<<<<

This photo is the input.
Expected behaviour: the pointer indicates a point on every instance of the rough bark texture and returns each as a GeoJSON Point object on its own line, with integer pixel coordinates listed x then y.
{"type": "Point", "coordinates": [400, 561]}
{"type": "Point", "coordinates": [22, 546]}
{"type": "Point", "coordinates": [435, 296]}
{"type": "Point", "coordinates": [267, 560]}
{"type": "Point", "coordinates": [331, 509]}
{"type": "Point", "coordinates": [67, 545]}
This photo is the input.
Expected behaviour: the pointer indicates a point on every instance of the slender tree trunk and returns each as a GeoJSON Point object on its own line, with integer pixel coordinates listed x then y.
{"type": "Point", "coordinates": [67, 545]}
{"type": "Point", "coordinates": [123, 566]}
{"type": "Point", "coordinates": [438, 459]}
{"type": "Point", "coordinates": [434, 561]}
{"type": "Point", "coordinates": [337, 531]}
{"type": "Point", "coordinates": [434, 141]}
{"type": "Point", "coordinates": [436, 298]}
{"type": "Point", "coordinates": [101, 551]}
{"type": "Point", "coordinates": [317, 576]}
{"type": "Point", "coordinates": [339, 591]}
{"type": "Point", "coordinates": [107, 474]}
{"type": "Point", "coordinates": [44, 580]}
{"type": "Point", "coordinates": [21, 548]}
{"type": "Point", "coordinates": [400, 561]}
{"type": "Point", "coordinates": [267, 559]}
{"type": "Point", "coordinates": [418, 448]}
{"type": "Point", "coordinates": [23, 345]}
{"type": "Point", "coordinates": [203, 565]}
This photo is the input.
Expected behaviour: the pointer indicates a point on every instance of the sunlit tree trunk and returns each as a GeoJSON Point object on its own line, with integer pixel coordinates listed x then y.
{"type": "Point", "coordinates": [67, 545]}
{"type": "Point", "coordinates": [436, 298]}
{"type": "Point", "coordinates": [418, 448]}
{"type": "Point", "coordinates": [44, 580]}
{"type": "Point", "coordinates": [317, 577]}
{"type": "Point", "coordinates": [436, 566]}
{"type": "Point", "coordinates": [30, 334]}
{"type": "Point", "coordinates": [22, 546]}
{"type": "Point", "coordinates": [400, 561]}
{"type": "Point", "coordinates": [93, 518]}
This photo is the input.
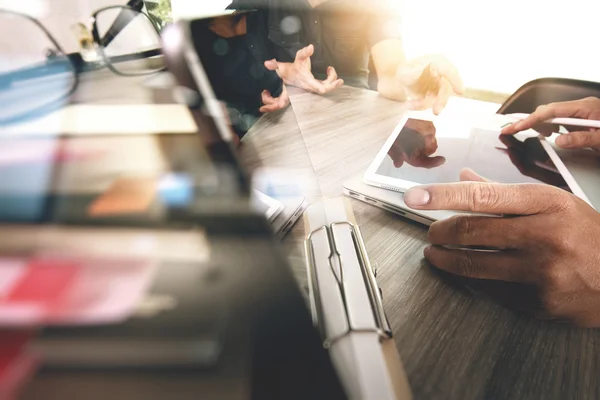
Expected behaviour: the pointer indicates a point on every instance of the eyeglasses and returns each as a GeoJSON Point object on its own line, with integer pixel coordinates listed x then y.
{"type": "Point", "coordinates": [128, 40]}
{"type": "Point", "coordinates": [37, 76]}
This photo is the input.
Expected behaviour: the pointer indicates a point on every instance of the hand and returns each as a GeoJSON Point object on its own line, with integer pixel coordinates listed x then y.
{"type": "Point", "coordinates": [299, 73]}
{"type": "Point", "coordinates": [530, 158]}
{"type": "Point", "coordinates": [272, 104]}
{"type": "Point", "coordinates": [415, 144]}
{"type": "Point", "coordinates": [548, 263]}
{"type": "Point", "coordinates": [430, 81]}
{"type": "Point", "coordinates": [578, 138]}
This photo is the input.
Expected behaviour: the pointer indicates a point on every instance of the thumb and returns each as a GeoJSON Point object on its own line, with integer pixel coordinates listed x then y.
{"type": "Point", "coordinates": [271, 65]}
{"type": "Point", "coordinates": [305, 53]}
{"type": "Point", "coordinates": [484, 197]}
{"type": "Point", "coordinates": [467, 174]}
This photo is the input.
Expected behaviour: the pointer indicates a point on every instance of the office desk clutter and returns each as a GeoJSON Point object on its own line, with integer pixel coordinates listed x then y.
{"type": "Point", "coordinates": [173, 221]}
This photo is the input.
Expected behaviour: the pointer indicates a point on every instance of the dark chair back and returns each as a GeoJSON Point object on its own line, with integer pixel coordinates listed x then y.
{"type": "Point", "coordinates": [548, 90]}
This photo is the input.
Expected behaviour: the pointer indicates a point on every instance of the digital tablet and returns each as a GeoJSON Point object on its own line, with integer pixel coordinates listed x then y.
{"type": "Point", "coordinates": [422, 151]}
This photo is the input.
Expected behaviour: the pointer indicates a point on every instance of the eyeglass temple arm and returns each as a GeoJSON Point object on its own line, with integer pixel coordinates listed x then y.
{"type": "Point", "coordinates": [122, 20]}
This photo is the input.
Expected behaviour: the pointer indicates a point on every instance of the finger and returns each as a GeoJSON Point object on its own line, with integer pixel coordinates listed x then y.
{"type": "Point", "coordinates": [270, 108]}
{"type": "Point", "coordinates": [579, 140]}
{"type": "Point", "coordinates": [442, 96]}
{"type": "Point", "coordinates": [467, 174]}
{"type": "Point", "coordinates": [305, 53]}
{"type": "Point", "coordinates": [502, 266]}
{"type": "Point", "coordinates": [429, 162]}
{"type": "Point", "coordinates": [421, 104]}
{"type": "Point", "coordinates": [476, 230]}
{"type": "Point", "coordinates": [494, 198]}
{"type": "Point", "coordinates": [430, 80]}
{"type": "Point", "coordinates": [334, 85]}
{"type": "Point", "coordinates": [315, 86]}
{"type": "Point", "coordinates": [544, 113]}
{"type": "Point", "coordinates": [271, 65]}
{"type": "Point", "coordinates": [331, 75]}
{"type": "Point", "coordinates": [266, 97]}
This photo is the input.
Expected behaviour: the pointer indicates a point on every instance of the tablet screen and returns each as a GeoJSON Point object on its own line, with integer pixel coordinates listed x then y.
{"type": "Point", "coordinates": [427, 152]}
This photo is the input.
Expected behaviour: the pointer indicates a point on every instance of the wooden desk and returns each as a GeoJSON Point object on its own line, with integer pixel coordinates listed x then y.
{"type": "Point", "coordinates": [453, 345]}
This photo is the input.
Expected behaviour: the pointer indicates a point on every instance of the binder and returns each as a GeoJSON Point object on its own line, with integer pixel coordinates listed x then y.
{"type": "Point", "coordinates": [347, 307]}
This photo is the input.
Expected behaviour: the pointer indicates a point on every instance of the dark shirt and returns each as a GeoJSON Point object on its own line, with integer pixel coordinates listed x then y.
{"type": "Point", "coordinates": [235, 69]}
{"type": "Point", "coordinates": [342, 31]}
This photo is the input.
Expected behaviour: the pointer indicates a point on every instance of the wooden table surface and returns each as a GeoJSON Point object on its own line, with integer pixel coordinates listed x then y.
{"type": "Point", "coordinates": [453, 344]}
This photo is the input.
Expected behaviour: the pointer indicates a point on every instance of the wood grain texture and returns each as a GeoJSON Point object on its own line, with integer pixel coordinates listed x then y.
{"type": "Point", "coordinates": [454, 344]}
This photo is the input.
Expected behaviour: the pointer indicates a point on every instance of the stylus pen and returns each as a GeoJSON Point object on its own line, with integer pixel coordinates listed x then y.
{"type": "Point", "coordinates": [588, 123]}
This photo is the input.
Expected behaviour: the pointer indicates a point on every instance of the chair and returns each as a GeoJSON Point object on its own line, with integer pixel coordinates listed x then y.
{"type": "Point", "coordinates": [547, 90]}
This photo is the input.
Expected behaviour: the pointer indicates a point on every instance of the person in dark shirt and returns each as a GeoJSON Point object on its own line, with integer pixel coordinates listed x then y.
{"type": "Point", "coordinates": [234, 59]}
{"type": "Point", "coordinates": [318, 45]}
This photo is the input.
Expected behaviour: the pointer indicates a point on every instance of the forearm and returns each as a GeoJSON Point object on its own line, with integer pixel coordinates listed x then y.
{"type": "Point", "coordinates": [387, 58]}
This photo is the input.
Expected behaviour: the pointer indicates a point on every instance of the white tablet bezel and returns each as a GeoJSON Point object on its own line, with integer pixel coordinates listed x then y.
{"type": "Point", "coordinates": [372, 178]}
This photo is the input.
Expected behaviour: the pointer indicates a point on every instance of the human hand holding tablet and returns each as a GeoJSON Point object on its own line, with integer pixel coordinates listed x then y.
{"type": "Point", "coordinates": [445, 146]}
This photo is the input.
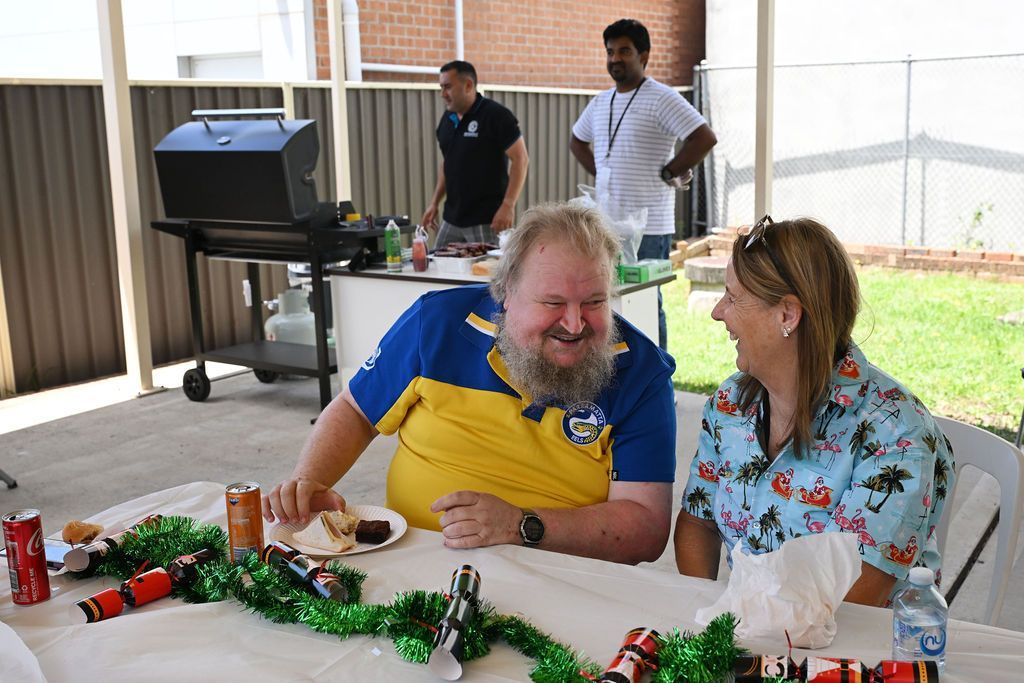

>>>>

Each entry must be set down word for word; no image may be carried over.

### Response
This photo is the input.
Expected behaviour: the pointer indicates a point on every instance of the rough bark texture and returns each as a GeoJSON Point object on its own line, with integer pixel coordinates listed x then y.
{"type": "Point", "coordinates": [400, 561]}
{"type": "Point", "coordinates": [22, 546]}
{"type": "Point", "coordinates": [435, 296]}
{"type": "Point", "coordinates": [267, 560]}
{"type": "Point", "coordinates": [331, 509]}
{"type": "Point", "coordinates": [67, 545]}
This photo is the input.
Expected behaviour: the pointer indicates a point on every instance of the slender tree trunk and returns each as a GeoJSON Point object on its own line, with integer pixel coordinates listed x then y.
{"type": "Point", "coordinates": [67, 545]}
{"type": "Point", "coordinates": [123, 566]}
{"type": "Point", "coordinates": [438, 459]}
{"type": "Point", "coordinates": [434, 561]}
{"type": "Point", "coordinates": [337, 531]}
{"type": "Point", "coordinates": [434, 141]}
{"type": "Point", "coordinates": [436, 298]}
{"type": "Point", "coordinates": [101, 551]}
{"type": "Point", "coordinates": [317, 576]}
{"type": "Point", "coordinates": [339, 591]}
{"type": "Point", "coordinates": [107, 474]}
{"type": "Point", "coordinates": [44, 580]}
{"type": "Point", "coordinates": [21, 548]}
{"type": "Point", "coordinates": [400, 561]}
{"type": "Point", "coordinates": [267, 559]}
{"type": "Point", "coordinates": [418, 448]}
{"type": "Point", "coordinates": [23, 345]}
{"type": "Point", "coordinates": [203, 565]}
This photo is the input.
Expected behaviour: the pointer indicates a point on every instance of the sunlit tree trunk and returns each as a GeoJSON Point object on its own line, with integer pixel coordinates listed x then y.
{"type": "Point", "coordinates": [67, 545]}
{"type": "Point", "coordinates": [436, 298]}
{"type": "Point", "coordinates": [418, 448]}
{"type": "Point", "coordinates": [44, 580]}
{"type": "Point", "coordinates": [317, 577]}
{"type": "Point", "coordinates": [436, 566]}
{"type": "Point", "coordinates": [30, 334]}
{"type": "Point", "coordinates": [22, 546]}
{"type": "Point", "coordinates": [400, 561]}
{"type": "Point", "coordinates": [93, 518]}
This photo is the input.
Expected behaviour: the pointer indicates a point on every instance of the eyeglasses and returns each as a GeoJSON Point object on its own line, with integer pixel coordinates listed x then y.
{"type": "Point", "coordinates": [128, 40]}
{"type": "Point", "coordinates": [37, 76]}
This photo is the input.
Expected behaviour: the pointer indicates a point on every instance of the hand and returns each as a GeoJSON Point object on its own line, with integer pixel coordinates listed x then y.
{"type": "Point", "coordinates": [299, 73]}
{"type": "Point", "coordinates": [530, 158]}
{"type": "Point", "coordinates": [272, 104]}
{"type": "Point", "coordinates": [415, 144]}
{"type": "Point", "coordinates": [548, 263]}
{"type": "Point", "coordinates": [430, 81]}
{"type": "Point", "coordinates": [578, 138]}
This photo is the input.
Expected behaviour: the pointer indicates a point on every instance of the thumb and returns each as a GeoJSON Point object on its own line, with integer pixel coordinates listed x then y.
{"type": "Point", "coordinates": [271, 65]}
{"type": "Point", "coordinates": [305, 53]}
{"type": "Point", "coordinates": [484, 197]}
{"type": "Point", "coordinates": [467, 174]}
This photo is the input.
Expected behaviour: the pointer indicates a point on every instance of the office desk clutter and returns each as a GeoJSON Point object on its own line, with integer pixel coordinates listed x then y.
{"type": "Point", "coordinates": [173, 221]}
This photo is the input.
Expected behaviour: the pointer indicates a point on every instance of the dark chair back and returns each as a GeoJSON Point object on its own line, with integer pixel coordinates listed x then y.
{"type": "Point", "coordinates": [548, 90]}
This photo is the input.
Expected behaviour: the pointer indicates a point on every instance of the digital tablet and returns each as a GeoJSON Point object on its own line, with integer pixel coordinates listed x then y.
{"type": "Point", "coordinates": [422, 151]}
This photo is the input.
Expected behaviour: the pointer indicates a point on every instance of the eyeglass temple arm and returns each as a GeoJSON Point object on its own line, with integer pixel coordinates listed x then y.
{"type": "Point", "coordinates": [122, 20]}
This photo is the input.
Expected behaviour: the pointer indicates a point on every instance of the finger and returns each as a GeoJSON Point object on its own line, with integer pixel coordinates listed x then y.
{"type": "Point", "coordinates": [270, 108]}
{"type": "Point", "coordinates": [579, 140]}
{"type": "Point", "coordinates": [442, 96]}
{"type": "Point", "coordinates": [467, 174]}
{"type": "Point", "coordinates": [305, 53]}
{"type": "Point", "coordinates": [502, 266]}
{"type": "Point", "coordinates": [429, 162]}
{"type": "Point", "coordinates": [421, 104]}
{"type": "Point", "coordinates": [476, 230]}
{"type": "Point", "coordinates": [494, 198]}
{"type": "Point", "coordinates": [430, 80]}
{"type": "Point", "coordinates": [334, 85]}
{"type": "Point", "coordinates": [315, 86]}
{"type": "Point", "coordinates": [544, 113]}
{"type": "Point", "coordinates": [271, 65]}
{"type": "Point", "coordinates": [331, 75]}
{"type": "Point", "coordinates": [266, 97]}
This photo is the input.
Expected behaviour: the pointer indicates a point on every instance of the tablet screen and returns each as a GeoJSON Point object on its own line, with integer pixel coordinates listed x then y.
{"type": "Point", "coordinates": [427, 152]}
This photo is the input.
Expected behaviour: the pointer indicates a point on every instance of the wooden desk and returns each as a GeoJSON Point object on its own line, with integer pixel coordinates listed x then y.
{"type": "Point", "coordinates": [453, 345]}
This photo is the input.
Expected behaviour: the pointer indicates a point on every instance of the binder and returns each as a GeoJSON Point object on its own line, with integer pixel coordinates listed x then y.
{"type": "Point", "coordinates": [347, 307]}
This photo is the input.
Expected behaviour: the pointer indicates a point on every instance of the dark shirt and returns each as a GeoJSON Point object on its own line, with integer pixel coordinates listed x then y.
{"type": "Point", "coordinates": [235, 69]}
{"type": "Point", "coordinates": [342, 31]}
This photo is the input.
Expected behaviour: the pointer indicates a point on every instance of the wooden table surface and returns each as a GeoJSON Point object on its own line, with integer pixel coordinates listed x then y.
{"type": "Point", "coordinates": [453, 344]}
This photo is the input.
Expected behaviour: the pointer indicates a point on every instance of the wood grain texture and returns each as a GeoJSON Point object on its own line, with integer pixel coordinates listed x then y.
{"type": "Point", "coordinates": [454, 344]}
This photo is the input.
Expected behaviour: the pointer indicates a point on every instance of the stylus pen and returns each as a GeoJSON Point object on its own line, with integer pixel coordinates listed x then y.
{"type": "Point", "coordinates": [588, 123]}
This photo is the input.
Expected behaviour: the pointer indicates a point on every instance of the chair and returns each as a GeoJSON Point object on its own line, with integer pixel coordinates listed x then y.
{"type": "Point", "coordinates": [547, 90]}
This photo is the input.
Expected behaviour: the pointer indicates a point on every instance of the person in dark shirt and returns each as a GeoJSON Point object on its own line, with integer pixel coordinates listed x then y.
{"type": "Point", "coordinates": [234, 59]}
{"type": "Point", "coordinates": [318, 45]}
This photo is the input.
Expected behaviour: the pointer indicates a point on every instance of the forearm and returns each as a GeoJSON Point object on its own line, with integer pixel coordinates listed x then y.
{"type": "Point", "coordinates": [387, 58]}
This photo is the input.
Expected behaviour: the pointer indicates a point on every instance of the white tablet bezel and returns each as a GeoJSON Point object on its own line, with integer pixel coordinates listed x then y.
{"type": "Point", "coordinates": [372, 178]}
This photo is the input.
Expected behaviour: the pointer indicates a point on every instance of the human hand holding tablet and returns each as a GeoJSON Point object on its own line, with integer pixel coordinates listed x then y.
{"type": "Point", "coordinates": [445, 146]}
This photo is the input.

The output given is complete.